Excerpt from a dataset
# # # # # # #
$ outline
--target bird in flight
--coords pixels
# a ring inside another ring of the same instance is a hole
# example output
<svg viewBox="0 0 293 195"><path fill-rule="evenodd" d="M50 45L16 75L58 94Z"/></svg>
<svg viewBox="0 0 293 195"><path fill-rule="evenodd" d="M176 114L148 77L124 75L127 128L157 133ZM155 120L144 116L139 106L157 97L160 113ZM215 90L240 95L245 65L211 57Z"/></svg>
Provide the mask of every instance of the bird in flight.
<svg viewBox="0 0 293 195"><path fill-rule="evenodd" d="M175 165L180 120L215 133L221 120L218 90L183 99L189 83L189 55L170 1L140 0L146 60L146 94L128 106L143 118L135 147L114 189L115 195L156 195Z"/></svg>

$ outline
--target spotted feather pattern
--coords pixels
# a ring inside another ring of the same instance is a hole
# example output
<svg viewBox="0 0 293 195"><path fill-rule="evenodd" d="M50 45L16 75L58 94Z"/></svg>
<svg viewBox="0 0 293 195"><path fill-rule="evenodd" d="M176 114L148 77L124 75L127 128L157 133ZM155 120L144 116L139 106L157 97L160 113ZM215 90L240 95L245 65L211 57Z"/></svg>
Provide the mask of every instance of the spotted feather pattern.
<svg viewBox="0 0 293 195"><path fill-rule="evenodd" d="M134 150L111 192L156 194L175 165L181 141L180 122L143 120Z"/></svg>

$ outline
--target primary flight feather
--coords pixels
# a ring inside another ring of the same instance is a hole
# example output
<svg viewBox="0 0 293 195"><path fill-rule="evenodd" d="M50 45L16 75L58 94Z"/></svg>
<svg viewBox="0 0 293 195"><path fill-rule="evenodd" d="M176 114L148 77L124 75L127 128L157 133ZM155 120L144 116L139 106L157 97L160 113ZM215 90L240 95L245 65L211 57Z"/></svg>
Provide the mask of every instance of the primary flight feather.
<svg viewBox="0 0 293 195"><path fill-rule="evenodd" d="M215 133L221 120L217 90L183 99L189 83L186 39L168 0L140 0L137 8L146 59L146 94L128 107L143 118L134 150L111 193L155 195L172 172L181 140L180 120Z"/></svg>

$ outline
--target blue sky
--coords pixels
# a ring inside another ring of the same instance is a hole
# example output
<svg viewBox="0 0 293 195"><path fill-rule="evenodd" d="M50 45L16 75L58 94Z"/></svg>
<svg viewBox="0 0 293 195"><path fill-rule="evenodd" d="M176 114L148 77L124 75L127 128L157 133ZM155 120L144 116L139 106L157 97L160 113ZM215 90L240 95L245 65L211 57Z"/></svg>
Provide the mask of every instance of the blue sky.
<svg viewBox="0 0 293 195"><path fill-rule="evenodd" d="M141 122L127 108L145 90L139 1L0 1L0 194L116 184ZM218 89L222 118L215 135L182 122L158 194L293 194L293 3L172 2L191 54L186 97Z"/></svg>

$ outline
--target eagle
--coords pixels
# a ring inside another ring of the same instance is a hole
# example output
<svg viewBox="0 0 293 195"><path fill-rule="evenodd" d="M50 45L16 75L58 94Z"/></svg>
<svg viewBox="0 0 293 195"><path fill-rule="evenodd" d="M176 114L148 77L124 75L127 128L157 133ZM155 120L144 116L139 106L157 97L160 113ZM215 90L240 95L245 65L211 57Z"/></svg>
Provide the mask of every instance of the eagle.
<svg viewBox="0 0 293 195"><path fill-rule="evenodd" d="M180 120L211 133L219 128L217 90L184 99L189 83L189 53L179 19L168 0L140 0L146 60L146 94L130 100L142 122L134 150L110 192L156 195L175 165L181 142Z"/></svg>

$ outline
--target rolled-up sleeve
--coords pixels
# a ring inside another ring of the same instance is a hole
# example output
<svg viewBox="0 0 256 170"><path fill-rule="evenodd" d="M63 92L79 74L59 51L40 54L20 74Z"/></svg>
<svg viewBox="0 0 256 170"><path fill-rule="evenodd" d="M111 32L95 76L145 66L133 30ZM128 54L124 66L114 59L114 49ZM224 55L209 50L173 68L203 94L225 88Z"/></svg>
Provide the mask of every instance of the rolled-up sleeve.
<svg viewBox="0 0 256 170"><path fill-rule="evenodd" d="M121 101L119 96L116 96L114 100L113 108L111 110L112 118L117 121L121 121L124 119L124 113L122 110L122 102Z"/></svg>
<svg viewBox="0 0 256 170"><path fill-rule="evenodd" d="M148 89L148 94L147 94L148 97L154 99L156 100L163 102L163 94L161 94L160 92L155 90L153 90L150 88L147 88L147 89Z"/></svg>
# # # # # # #
__Job__: Can you reproduce all of the material above verbatim, line for line?

__Output for this task__:
$ outline
--target bird in flight
--coords pixels
# a ring inside another ring of the same instance is a hole
# example output
<svg viewBox="0 0 293 195"><path fill-rule="evenodd" d="M50 45L16 75L58 94Z"/></svg>
<svg viewBox="0 0 293 195"><path fill-rule="evenodd" d="M176 114L148 77L124 75L127 128L157 133ZM155 120L144 116L139 106L157 97L160 113ZM215 90L240 95L245 65L211 57Z"/></svg>
Provide the mask of every instance of the bird in flight.
<svg viewBox="0 0 293 195"><path fill-rule="evenodd" d="M175 165L180 120L215 133L221 120L218 90L183 99L189 83L189 55L170 1L140 0L146 60L146 94L128 106L143 118L135 147L114 189L115 195L156 195Z"/></svg>

$ outline
--target spotted feather pattern
--coords pixels
# a ring inside another ring of the same instance is a hole
# example output
<svg viewBox="0 0 293 195"><path fill-rule="evenodd" d="M50 45L16 75L58 94Z"/></svg>
<svg viewBox="0 0 293 195"><path fill-rule="evenodd" d="M176 114L148 77L124 75L127 128L157 133ZM155 120L144 116L139 106L157 97L160 113ZM215 90L240 95L245 65L211 57Z"/></svg>
Provide the mask of every instance of the spotted feather pattern.
<svg viewBox="0 0 293 195"><path fill-rule="evenodd" d="M134 150L111 192L156 194L175 165L181 141L180 122L143 120Z"/></svg>

$ outline
--target primary flight feather
--coords pixels
# a ring inside another ring of the same instance is a hole
# example output
<svg viewBox="0 0 293 195"><path fill-rule="evenodd" d="M50 45L16 75L58 94Z"/></svg>
<svg viewBox="0 0 293 195"><path fill-rule="evenodd" d="M176 114L148 77L124 75L127 128L157 133ZM155 120L144 116L139 106L157 97L160 113ZM215 90L240 95L245 65L211 57Z"/></svg>
Provide the mask of every instance of the primary flight feather.
<svg viewBox="0 0 293 195"><path fill-rule="evenodd" d="M215 133L221 120L217 90L183 99L189 83L186 39L168 0L140 0L137 8L146 59L146 94L128 107L143 118L134 150L111 193L155 195L172 172L181 140L180 120Z"/></svg>

$ outline
--target blue sky
--coords pixels
# a ring inside another ring of the same instance is a hole
# example output
<svg viewBox="0 0 293 195"><path fill-rule="evenodd" d="M50 45L16 75L58 94Z"/></svg>
<svg viewBox="0 0 293 195"><path fill-rule="evenodd" d="M176 114L148 77L124 75L127 128L157 133ZM155 120L144 116L139 106L157 97L160 113ZM215 90L240 95L245 65L211 57Z"/></svg>
Provide the mask of every instance of the blue sky.
<svg viewBox="0 0 293 195"><path fill-rule="evenodd" d="M141 122L127 108L145 90L139 1L0 1L0 194L116 184ZM218 89L222 118L215 135L182 122L158 194L293 194L293 3L172 2L191 54L186 97Z"/></svg>

$ outline
--target eagle
--coords pixels
# a ring inside another ring of the same instance is a hole
# example output
<svg viewBox="0 0 293 195"><path fill-rule="evenodd" d="M50 45L16 75L58 94Z"/></svg>
<svg viewBox="0 0 293 195"><path fill-rule="evenodd" d="M176 114L148 77L124 75L127 128L157 133ZM155 120L144 116L139 106L157 97L160 113ZM215 90L240 95L245 65L211 57Z"/></svg>
Provide the mask of every instance of the eagle.
<svg viewBox="0 0 293 195"><path fill-rule="evenodd" d="M180 120L211 133L219 128L217 90L184 99L189 83L189 53L179 19L168 0L140 0L146 60L146 94L130 100L142 122L134 150L110 192L156 195L175 165L181 142Z"/></svg>

$ outline
--target rolled-up sleeve
--coords pixels
# a ring inside another ring of the same instance is a hole
# example output
<svg viewBox="0 0 256 170"><path fill-rule="evenodd" d="M63 92L79 74L59 51L40 54L20 74Z"/></svg>
<svg viewBox="0 0 256 170"><path fill-rule="evenodd" d="M111 32L95 76L145 66L133 30ZM128 54L124 66L114 59L114 49ZM224 55L209 50L173 68L203 94L225 88Z"/></svg>
Provide the mask of every instance of the rolled-up sleeve.
<svg viewBox="0 0 256 170"><path fill-rule="evenodd" d="M121 101L119 96L116 96L114 100L113 108L111 110L112 118L117 121L121 121L124 119L124 113L122 110L122 102Z"/></svg>
<svg viewBox="0 0 256 170"><path fill-rule="evenodd" d="M148 89L148 94L147 94L148 97L154 99L156 100L163 102L163 94L161 94L160 92L155 90L153 90L150 88L147 88L147 89Z"/></svg>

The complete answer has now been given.